▼

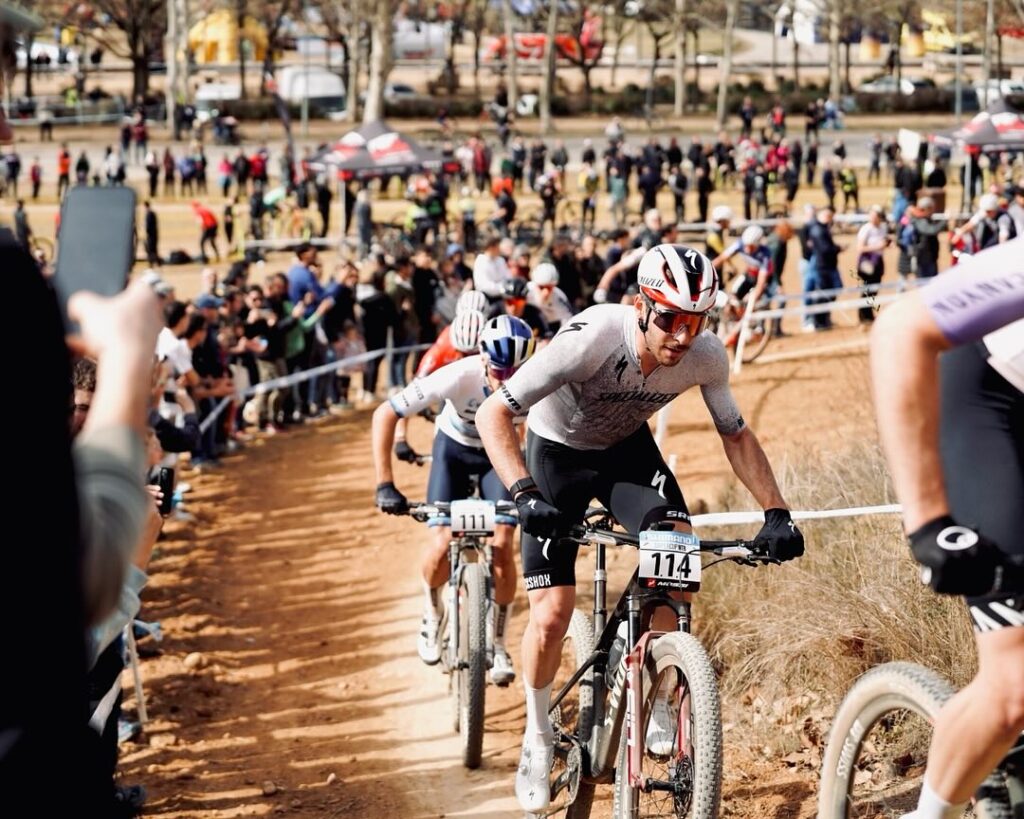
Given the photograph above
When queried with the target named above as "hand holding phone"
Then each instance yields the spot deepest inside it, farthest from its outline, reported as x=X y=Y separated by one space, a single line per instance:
x=95 y=244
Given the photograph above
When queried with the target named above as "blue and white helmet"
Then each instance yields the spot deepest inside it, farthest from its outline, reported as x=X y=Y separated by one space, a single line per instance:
x=505 y=344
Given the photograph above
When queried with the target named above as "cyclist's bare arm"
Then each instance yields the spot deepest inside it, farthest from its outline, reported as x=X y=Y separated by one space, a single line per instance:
x=495 y=423
x=385 y=420
x=751 y=465
x=905 y=347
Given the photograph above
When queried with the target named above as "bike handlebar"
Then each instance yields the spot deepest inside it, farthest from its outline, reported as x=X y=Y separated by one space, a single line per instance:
x=727 y=550
x=423 y=511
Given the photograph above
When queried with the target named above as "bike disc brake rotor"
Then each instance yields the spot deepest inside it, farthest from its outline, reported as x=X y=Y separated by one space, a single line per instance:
x=681 y=775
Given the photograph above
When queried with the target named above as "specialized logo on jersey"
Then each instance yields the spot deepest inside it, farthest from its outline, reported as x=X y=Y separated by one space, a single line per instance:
x=402 y=399
x=620 y=369
x=512 y=402
x=637 y=395
x=658 y=482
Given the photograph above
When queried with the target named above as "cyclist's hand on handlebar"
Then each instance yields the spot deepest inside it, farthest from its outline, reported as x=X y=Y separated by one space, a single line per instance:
x=537 y=516
x=404 y=453
x=779 y=539
x=390 y=501
x=956 y=559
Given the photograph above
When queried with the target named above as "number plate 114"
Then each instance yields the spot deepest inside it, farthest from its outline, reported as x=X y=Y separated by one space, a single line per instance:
x=670 y=560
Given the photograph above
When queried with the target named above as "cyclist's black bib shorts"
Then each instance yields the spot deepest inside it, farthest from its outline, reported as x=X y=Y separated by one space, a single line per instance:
x=982 y=444
x=630 y=478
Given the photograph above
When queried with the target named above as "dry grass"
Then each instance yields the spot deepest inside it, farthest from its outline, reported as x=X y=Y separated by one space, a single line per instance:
x=808 y=629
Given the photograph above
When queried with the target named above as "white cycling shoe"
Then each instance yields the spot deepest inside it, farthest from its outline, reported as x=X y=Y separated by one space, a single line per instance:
x=662 y=729
x=428 y=643
x=502 y=673
x=532 y=779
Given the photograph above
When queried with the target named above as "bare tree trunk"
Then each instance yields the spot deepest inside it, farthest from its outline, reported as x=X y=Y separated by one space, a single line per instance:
x=352 y=91
x=620 y=38
x=381 y=59
x=511 y=58
x=723 y=86
x=796 y=60
x=835 y=79
x=679 y=102
x=548 y=81
x=30 y=39
x=847 y=86
x=240 y=19
x=986 y=69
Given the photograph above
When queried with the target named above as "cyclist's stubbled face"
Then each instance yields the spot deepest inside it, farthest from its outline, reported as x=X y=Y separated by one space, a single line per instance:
x=667 y=345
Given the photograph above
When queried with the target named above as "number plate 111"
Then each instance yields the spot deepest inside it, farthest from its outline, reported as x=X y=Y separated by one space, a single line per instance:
x=670 y=560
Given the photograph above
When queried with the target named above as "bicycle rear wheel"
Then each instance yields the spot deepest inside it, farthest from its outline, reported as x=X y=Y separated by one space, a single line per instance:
x=677 y=665
x=875 y=761
x=472 y=661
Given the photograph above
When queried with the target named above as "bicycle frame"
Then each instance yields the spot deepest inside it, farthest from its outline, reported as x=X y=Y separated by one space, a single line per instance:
x=457 y=546
x=636 y=606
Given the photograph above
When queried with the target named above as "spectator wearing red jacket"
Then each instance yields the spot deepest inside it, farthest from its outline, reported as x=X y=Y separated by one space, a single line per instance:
x=208 y=227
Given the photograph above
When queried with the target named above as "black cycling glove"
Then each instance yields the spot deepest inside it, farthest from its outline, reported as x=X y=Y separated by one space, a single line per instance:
x=537 y=516
x=404 y=453
x=390 y=501
x=779 y=537
x=956 y=559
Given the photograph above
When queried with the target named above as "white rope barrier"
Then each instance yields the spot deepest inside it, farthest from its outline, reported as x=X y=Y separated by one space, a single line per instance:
x=740 y=518
x=302 y=375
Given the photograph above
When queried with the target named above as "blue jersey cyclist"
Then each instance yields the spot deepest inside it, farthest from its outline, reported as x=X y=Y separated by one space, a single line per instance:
x=590 y=393
x=506 y=343
x=947 y=367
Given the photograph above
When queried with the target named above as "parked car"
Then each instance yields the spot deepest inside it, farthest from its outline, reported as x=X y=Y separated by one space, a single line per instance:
x=888 y=85
x=394 y=92
x=998 y=88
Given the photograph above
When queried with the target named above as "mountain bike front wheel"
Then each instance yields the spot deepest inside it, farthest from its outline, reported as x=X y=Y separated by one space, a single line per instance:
x=684 y=773
x=875 y=762
x=472 y=667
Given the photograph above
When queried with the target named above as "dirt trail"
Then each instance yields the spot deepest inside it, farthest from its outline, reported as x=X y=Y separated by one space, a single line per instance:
x=302 y=604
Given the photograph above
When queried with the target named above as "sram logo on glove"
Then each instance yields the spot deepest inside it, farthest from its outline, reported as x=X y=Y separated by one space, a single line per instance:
x=956 y=539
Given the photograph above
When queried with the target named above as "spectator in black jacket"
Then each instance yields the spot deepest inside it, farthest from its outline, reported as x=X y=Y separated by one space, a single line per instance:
x=824 y=263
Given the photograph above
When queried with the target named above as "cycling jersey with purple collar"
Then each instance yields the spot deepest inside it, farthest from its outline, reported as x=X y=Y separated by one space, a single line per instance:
x=981 y=294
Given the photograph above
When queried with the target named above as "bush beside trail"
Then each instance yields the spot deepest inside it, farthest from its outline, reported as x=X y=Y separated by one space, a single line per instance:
x=790 y=640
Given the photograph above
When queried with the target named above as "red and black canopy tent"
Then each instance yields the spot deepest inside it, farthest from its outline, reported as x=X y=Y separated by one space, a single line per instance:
x=999 y=127
x=375 y=151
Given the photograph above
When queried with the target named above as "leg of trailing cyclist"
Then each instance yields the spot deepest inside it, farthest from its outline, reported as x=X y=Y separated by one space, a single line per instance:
x=977 y=727
x=435 y=569
x=501 y=610
x=550 y=611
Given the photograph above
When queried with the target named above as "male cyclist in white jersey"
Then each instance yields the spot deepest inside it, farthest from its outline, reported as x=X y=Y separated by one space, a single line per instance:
x=458 y=457
x=590 y=393
x=947 y=364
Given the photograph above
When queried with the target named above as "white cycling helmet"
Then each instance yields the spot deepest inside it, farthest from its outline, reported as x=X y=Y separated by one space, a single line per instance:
x=466 y=329
x=545 y=273
x=989 y=202
x=722 y=213
x=678 y=277
x=753 y=234
x=472 y=300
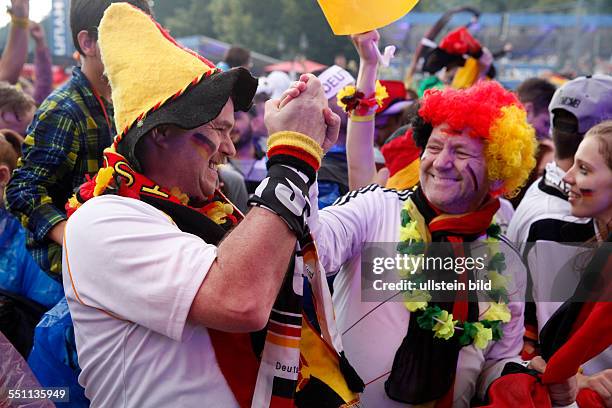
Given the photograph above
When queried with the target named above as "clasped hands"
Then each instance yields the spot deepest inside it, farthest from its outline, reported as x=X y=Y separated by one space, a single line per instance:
x=303 y=108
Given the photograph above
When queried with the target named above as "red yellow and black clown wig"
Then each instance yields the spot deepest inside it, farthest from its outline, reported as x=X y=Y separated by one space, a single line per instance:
x=491 y=113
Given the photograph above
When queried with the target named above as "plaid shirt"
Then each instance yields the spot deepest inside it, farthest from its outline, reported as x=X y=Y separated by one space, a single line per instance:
x=64 y=143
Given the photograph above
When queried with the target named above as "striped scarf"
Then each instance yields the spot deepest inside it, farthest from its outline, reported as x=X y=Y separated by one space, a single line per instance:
x=294 y=361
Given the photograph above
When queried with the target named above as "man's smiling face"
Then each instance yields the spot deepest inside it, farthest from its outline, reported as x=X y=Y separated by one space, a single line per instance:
x=194 y=155
x=453 y=172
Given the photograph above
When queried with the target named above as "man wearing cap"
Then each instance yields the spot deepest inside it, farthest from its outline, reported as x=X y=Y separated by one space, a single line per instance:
x=543 y=220
x=156 y=299
x=332 y=178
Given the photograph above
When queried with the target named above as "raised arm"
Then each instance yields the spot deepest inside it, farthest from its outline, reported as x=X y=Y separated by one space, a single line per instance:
x=241 y=285
x=360 y=133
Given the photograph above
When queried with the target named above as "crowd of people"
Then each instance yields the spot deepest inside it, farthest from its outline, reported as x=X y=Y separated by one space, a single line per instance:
x=175 y=232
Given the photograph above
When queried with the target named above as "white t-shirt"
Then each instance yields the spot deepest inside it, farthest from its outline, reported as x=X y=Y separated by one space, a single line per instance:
x=373 y=331
x=130 y=277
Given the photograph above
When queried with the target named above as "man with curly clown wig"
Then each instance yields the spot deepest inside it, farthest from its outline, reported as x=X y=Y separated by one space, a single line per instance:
x=413 y=342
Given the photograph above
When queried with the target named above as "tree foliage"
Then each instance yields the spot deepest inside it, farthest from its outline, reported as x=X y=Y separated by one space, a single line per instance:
x=279 y=28
x=286 y=28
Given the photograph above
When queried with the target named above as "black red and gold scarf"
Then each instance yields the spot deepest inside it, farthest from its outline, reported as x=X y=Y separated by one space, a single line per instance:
x=424 y=367
x=314 y=370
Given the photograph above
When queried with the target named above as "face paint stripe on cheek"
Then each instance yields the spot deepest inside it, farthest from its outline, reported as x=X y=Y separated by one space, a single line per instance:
x=204 y=144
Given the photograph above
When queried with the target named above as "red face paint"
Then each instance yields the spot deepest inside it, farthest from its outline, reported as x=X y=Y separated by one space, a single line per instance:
x=204 y=145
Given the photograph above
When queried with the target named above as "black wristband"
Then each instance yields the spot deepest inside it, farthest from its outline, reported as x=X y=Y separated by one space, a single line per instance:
x=285 y=193
x=296 y=163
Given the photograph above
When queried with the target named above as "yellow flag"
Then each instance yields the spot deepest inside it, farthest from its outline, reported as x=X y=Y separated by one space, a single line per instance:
x=358 y=16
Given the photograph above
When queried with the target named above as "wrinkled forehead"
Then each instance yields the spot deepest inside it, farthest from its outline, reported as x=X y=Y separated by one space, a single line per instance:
x=444 y=134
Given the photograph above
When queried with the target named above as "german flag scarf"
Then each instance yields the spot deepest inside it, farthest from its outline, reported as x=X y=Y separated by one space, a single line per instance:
x=293 y=362
x=424 y=367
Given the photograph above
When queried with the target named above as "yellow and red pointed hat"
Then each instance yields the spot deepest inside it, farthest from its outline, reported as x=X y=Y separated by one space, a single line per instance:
x=155 y=81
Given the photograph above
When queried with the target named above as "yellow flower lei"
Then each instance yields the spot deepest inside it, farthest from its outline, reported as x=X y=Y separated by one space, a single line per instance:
x=349 y=91
x=441 y=321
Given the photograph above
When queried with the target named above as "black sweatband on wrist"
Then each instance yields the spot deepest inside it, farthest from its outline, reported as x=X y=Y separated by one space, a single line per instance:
x=296 y=163
x=285 y=193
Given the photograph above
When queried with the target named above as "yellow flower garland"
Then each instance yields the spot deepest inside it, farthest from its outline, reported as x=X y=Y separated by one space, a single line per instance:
x=444 y=327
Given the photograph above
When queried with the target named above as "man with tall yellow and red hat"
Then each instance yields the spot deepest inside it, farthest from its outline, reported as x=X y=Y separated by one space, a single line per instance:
x=164 y=277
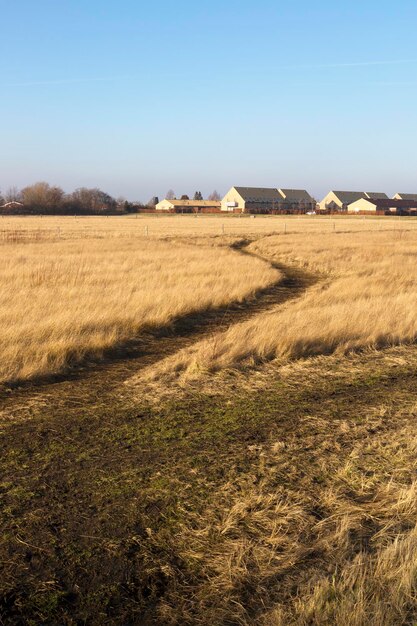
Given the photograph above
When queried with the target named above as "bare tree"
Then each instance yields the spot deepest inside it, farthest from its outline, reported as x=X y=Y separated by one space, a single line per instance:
x=13 y=195
x=153 y=202
x=92 y=201
x=43 y=198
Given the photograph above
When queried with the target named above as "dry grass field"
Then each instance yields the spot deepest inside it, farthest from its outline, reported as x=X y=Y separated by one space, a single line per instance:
x=274 y=486
x=366 y=298
x=65 y=299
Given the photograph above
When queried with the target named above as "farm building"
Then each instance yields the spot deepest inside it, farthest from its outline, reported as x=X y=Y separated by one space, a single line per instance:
x=298 y=199
x=339 y=200
x=376 y=195
x=188 y=206
x=383 y=206
x=266 y=200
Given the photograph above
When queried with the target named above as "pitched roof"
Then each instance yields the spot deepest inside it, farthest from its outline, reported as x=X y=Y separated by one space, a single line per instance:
x=259 y=194
x=408 y=196
x=194 y=202
x=296 y=195
x=379 y=195
x=346 y=197
x=388 y=203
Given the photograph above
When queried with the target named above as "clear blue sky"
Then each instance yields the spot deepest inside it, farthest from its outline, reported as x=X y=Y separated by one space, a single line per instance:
x=139 y=96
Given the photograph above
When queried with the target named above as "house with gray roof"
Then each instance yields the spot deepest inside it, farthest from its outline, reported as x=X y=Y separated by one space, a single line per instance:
x=339 y=200
x=405 y=196
x=266 y=200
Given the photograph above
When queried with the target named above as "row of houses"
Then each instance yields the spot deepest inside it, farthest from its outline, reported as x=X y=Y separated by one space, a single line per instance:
x=283 y=201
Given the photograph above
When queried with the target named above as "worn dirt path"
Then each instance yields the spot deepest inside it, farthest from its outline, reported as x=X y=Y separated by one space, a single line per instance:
x=92 y=382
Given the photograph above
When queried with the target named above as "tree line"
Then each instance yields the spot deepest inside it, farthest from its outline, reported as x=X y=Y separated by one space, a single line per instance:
x=43 y=198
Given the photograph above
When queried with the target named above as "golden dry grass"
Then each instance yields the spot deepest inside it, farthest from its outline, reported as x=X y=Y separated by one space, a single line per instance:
x=322 y=530
x=366 y=298
x=65 y=299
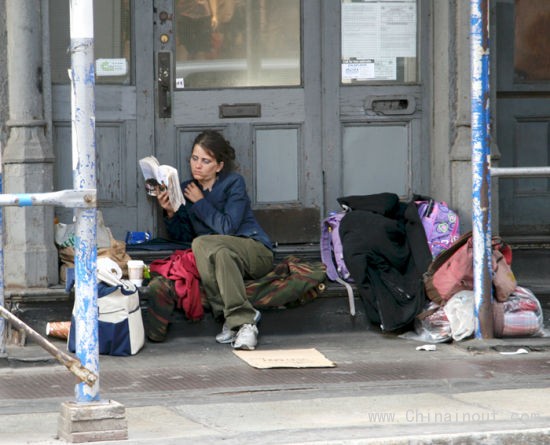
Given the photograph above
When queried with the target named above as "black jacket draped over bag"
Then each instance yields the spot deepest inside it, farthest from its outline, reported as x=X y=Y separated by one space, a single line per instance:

▲

## AIM OF THE EXERCISE
The required output is the number of lines in the records that contain the word "flag", with nothing added.

## TASK ANSWER
2